--- Text for analysis Enclosed Below ---
Here's an example of the serverstats.py output for the same server as above:

Server 1 at 192.168.2.1:61023:
  Leader at term 39
  Snapshot covers entries 1 through 123 (1207 bytes)
  Log covers entries 124 through 135 (11019 bytes)
  All log entries committed
  All log entries flushed to disk
  Voted for server 1
  Withholding votes for +infinity
  Configuration: [1, 2, 3, 4, 5]
  Peer 2 (old/curr):
    Next index: 136
    Match index: 135
    Next heartbeat in +54.897 ms
  Peer 3 (old/curr):
    Next index: 136
    Match index: 135
    Next heartbeat in +57.371 ms
  Peer 4 (old/curr):
    Next index: 136
    Match index: 135
    Next heartbeat in +59.139 ms
  Peer 5 (old/curr):
    Next index: 136
    Match index: 135
    Next heartbeat in +61.017 ms
  Stats collected at 2015-01-19 19:58:26.722
  Took 0.081 ms to generate stats

The ServerStats structure will need to include much more information to be comprehensive, but it's probably easier to do that over time than all at once. It currently includes just the state that was easily available in the Raft module. There's also room for improvement on formatting the information nicely and highlighting problems. Still, it's a useful tool already, and it's a good starting point for further iteration.

DumpTree

It's also important to be able to see what a LogCabin state machine is storing in its Tree structure. I created a simple client called DumpTree to recursively list out the values for each key. This will only work for small state machines with human-readable values, but it's so much better than not being able to see inside at all or writing a new C++ client every time.

Event Loop Crashes

Nate kept running into crashes like this one, which came with pretty mysterious error messages:

pure virtual method called
terminate called without an active exception
Program received signal SIGABRT, Aborted.

After seeing a few of these with similar stack traces, we took a closer look and found the problem. It's subtle but worth discussing.

LogCabin has a set of classes that wrap epoll and provide an event loop. Event::File used to be an abstract base class that would register a file descriptor with the event loop and arrange for the event loop thread to call a virtual handleFileEvent() method appropriately. The destructor on File would first interrupt the event loop thread, then unregister the file handler.

RPC::ReceiveSocket is one example of a class that derives from Event::File, representing the receiving end of a TCP connection. When ReceiveSocket is destroyed, C++ calls its destructor, starts to destroy the ReceiveSocket members, probably scribbles on the vtable, and only then does it call the destructor on the base class, Event::File. If the event loop thread called handleFileEvent at this point (just before the Event::File destructor), the process would crash.
--- End of Enclosed Text for analysis ---
## Exercise tasks
A. In the LogCabin text, what does the DumpTree client do?
B. List every peer in the serverstats.py output shown in the LogCabin text, along with the time until its next heartbeat.
--- Provided information Enclosed Below ---
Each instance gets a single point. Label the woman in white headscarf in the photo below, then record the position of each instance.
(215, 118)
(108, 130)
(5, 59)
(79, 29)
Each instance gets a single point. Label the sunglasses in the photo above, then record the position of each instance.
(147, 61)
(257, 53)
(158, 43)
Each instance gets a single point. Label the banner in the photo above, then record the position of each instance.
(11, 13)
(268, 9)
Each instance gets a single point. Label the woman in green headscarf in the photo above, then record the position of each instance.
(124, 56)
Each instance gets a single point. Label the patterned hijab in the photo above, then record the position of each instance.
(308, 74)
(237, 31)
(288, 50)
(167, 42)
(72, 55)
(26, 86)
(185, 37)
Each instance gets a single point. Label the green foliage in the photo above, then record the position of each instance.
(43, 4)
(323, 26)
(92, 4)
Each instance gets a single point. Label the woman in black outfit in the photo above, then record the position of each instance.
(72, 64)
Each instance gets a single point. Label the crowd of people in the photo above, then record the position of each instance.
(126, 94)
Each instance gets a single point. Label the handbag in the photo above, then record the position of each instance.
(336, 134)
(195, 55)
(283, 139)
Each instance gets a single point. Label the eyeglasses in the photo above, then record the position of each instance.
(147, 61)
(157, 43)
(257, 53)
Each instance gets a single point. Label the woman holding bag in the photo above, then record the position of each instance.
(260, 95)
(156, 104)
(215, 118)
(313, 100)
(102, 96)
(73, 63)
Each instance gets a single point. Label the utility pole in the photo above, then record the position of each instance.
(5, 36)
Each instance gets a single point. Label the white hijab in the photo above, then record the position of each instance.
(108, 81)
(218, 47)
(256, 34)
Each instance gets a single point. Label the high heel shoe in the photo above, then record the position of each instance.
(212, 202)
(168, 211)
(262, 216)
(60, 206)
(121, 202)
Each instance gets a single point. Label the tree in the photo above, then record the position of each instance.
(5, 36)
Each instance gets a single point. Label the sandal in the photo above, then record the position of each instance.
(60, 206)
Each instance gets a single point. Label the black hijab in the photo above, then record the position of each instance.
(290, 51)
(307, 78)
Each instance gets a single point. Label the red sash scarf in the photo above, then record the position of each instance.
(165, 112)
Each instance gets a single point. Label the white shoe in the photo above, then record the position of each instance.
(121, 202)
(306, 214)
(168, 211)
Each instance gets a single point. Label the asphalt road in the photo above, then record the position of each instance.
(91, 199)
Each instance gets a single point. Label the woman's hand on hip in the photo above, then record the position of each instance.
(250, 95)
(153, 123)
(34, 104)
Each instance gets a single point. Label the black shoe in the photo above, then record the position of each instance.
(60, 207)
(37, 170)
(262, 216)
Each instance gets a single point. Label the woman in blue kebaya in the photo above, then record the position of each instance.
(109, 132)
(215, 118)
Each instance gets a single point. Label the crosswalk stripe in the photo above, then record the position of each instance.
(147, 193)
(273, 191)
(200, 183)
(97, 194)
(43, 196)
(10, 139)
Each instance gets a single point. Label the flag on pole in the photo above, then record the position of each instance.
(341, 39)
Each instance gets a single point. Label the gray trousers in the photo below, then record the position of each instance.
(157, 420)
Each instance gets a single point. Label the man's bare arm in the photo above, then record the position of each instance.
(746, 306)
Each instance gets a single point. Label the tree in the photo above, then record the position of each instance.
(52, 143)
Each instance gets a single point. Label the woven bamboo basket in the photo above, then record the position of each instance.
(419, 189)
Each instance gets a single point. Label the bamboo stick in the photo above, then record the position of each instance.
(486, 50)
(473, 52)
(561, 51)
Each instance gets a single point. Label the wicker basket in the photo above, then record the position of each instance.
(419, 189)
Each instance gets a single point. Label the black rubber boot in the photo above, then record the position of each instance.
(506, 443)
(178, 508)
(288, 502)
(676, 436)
--- End of Enclosed Provided information ---
## Solutions for each task
A. It recursively lists out the values for each key in a LogCabin state machine's Tree structure.

B.
Peer 2: +54.897 ms
Peer 3: +57.371 ms
Peer 4: +59.139 ms
Peer 5: +61.017 ms